- _Problemas y tareas_:
A. ¿Qué personas aparecen mencionadas con nombre propio en el fragmento sobre Sirte?
B. ¿Cómo se traduce al inglés esta oración del fragmento sobre Sirte: «Los combates calle a calle y los bombardeos de la OTAN han convertido la ciudad natal de Muamar Gadafi en una sucesión de estructuras destrozadas y escombros.»?
C. ¿Puedes escribir lo que sigue en el fragmento sobre Sirte, a partir de su última oración?

- _Fragmento de texto_:
Sirte es una ciudad arrasada. Los combates calle a calle y los
bombardeos de la OTAN han convertido la ciudad natal de Muamar Gadafi en
una sucesión de estructuras destrozadas y escombros.
Los miembros de la
tribu Gadafa, a la que pertenecía el coronel, se refugian en jaimas a
50 kilómetros mientras realizan esporádicos viajes para recoger sus
pertenencias.
En el trayecto se encuentran, cara a cara, con los
milicianos del CNT que ahora controlan la villa.
«¿Que Gadafi ha
sido asesinado? Dios lo tendrá en su gloria». Hnaish Misbah responde con
incredulidad tras recibir por primera vez el anuncio de la muerte del
coronel libio. Han pasado seis días desde su ejecución pero Misbah, un
anciano arrugadísimo que transita con una destartalada camioneta por la
zona residencial del centro de conferencias de Sirte, no sabía nada.
Junto a él, su nieto Mohamed Ali, huérfano desde que su casa,
acribillada por los disparos de los milicianos, sepultó repentinamente a
su padre.

- _Material proporcionado_:
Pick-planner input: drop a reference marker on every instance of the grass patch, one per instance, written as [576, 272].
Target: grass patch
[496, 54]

- _Soluciones_:
A. Muamar Gadafi, Hnaish Misbah y Mohamed Ali.

B. Street-by-street fighting and NATO bombing have turned Muamar Gadafi's hometown into a succession of shattered structures and rubble.

C.
En el asiento del conductor, Awdat Hnaish (hijo y tío
de ambos) sostiene el volante con gesto torcido, molesto ante cada una
de las preguntas. Los tres, cargados hasta los topes, transportan los
colchones y cojines que han podido salvar de su vivienda. Es la primera
vez que regresan desde hace treinta días.
«¿Quieres saber cómo
está mi casa? Mira a tu derecha». Junto a la carretera, una hilera de
estructuras amarillas perforadas por los proyectiles y taladradas por
las balas. Siniestro total. Como prácticamente todo el municipio.
Tras
un mes de combates calle a calle, Sirte es una ciudad que ha dejado de
serlo. Aunque la destrucción absoluta y la muerte -todavía se están
buscando cadáveres en algunas zona- no son su único estigma.
La
confrontación, aunque no sea armada, es palpable. Mientras que
milicianos del Consejo Nacional de Transición (CNT) custodian las
principales avenidas, los miembros de la tribu Gadafa, a la que
pertenecía Muamar Gadafi, se marchan con lo poco que les queda,
resentidos con los vencedores y conscientes de que todo lo que conocían
se ha venido abajo entre los escombros.
En el aire, el sonido de los
aviones de la OTAN añade tensión a una ciudad desierta.
«Sirte ha
muerto, todo está destruido. ¿Cómo no voy a pensar que antes estábamos
mejor?». Ahmed Ali lleva una hora esperando para llenar de combustible
una pick up que apenas aguanta a su familia. Decenas de coches mantienen
una desordenada fila diez kilómetros al este de Sirte, en la única
gasolinera que funciona en kilómetros a la redonda.
«¿Qué quieres que diga?»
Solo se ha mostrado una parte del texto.